Task description: Copy each of the following items verbatim, reproducing every line without any change.

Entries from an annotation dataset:
________
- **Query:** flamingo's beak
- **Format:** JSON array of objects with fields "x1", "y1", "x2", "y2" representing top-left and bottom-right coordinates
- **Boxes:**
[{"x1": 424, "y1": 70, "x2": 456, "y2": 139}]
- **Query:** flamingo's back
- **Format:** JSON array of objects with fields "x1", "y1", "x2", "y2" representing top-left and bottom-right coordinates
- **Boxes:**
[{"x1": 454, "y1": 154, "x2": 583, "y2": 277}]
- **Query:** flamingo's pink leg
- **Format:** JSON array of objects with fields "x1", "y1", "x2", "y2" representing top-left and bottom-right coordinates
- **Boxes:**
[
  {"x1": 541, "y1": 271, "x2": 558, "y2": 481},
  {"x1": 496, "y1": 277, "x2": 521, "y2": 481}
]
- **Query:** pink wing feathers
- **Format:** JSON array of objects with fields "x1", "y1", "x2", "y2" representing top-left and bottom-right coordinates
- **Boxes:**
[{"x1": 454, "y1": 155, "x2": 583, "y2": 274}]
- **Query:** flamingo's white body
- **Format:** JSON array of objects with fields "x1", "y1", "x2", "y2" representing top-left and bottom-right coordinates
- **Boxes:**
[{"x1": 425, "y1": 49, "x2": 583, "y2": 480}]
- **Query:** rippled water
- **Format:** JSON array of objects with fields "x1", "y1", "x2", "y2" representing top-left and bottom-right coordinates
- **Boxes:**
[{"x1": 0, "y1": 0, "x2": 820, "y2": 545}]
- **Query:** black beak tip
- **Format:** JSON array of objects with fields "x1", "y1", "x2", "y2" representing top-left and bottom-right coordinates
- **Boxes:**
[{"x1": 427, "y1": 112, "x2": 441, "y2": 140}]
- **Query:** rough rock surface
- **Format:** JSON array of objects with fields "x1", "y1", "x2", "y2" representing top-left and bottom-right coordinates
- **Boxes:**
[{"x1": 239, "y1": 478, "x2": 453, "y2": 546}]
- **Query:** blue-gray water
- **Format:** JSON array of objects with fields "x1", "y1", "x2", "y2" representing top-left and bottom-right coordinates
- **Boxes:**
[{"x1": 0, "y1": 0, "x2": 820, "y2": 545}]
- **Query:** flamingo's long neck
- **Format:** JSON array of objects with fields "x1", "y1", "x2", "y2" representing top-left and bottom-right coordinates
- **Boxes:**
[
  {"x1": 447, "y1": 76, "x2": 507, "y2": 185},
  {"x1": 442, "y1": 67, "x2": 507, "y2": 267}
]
________
Response to this task:
- **Query:** flamingo's beak
- **Format:** JSON array of objects with fields "x1", "y1", "x2", "y2" representing top-left and bottom-right coordinates
- **Boxes:**
[{"x1": 424, "y1": 70, "x2": 456, "y2": 139}]
- **Query:** flamingo's back
- **Format:** JSON array of objects with fields "x1", "y1", "x2", "y2" representing top-left and bottom-right coordinates
- **Boxes:**
[{"x1": 454, "y1": 154, "x2": 583, "y2": 277}]
- **Query:** flamingo's pink leg
- **Format:** JSON array of objects with fields "x1", "y1", "x2", "y2" representing top-left and bottom-right coordinates
- **Boxes:**
[
  {"x1": 541, "y1": 271, "x2": 558, "y2": 481},
  {"x1": 496, "y1": 277, "x2": 521, "y2": 481}
]
- **Query:** pink wing feathers
- **Format:** JSON array of objects with fields "x1", "y1", "x2", "y2" representing top-left and bottom-right coordinates
- **Boxes:**
[{"x1": 454, "y1": 155, "x2": 583, "y2": 274}]
- **Query:** flamingo's white body
- **Format:** JSON array of objects with fields "x1", "y1", "x2", "y2" representing top-left and bottom-right coordinates
- **Boxes:**
[{"x1": 425, "y1": 49, "x2": 583, "y2": 480}]
- **Query:** rippled water
- **Format:** JSON array of objects with fields "x1", "y1", "x2", "y2" representing top-left and bottom-right coordinates
- **Boxes:**
[{"x1": 0, "y1": 0, "x2": 820, "y2": 545}]
- **Query:** black beak tip
- **Format:** JSON array of objects with fields "x1", "y1", "x2", "y2" representing top-left and bottom-right coordinates
- **Boxes:**
[{"x1": 427, "y1": 112, "x2": 441, "y2": 140}]
- **Query:** rough rock surface
- **Format:** JSON array of objects with fields "x1", "y1", "x2", "y2" representing top-left and bottom-right coordinates
- **Boxes:**
[{"x1": 239, "y1": 478, "x2": 453, "y2": 546}]
- **Query:** blue-gray water
- **Format:** JSON array of objects with fields "x1", "y1", "x2", "y2" representing top-left and bottom-right coordinates
- **Boxes:**
[{"x1": 0, "y1": 0, "x2": 820, "y2": 545}]
- **Query:** flamingo's long neck
- **Format:** JSON array of objects with fields "x1", "y1", "x2", "y2" representing top-left and bottom-right coordinates
- **Boxes:**
[
  {"x1": 447, "y1": 76, "x2": 507, "y2": 185},
  {"x1": 442, "y1": 67, "x2": 507, "y2": 267}
]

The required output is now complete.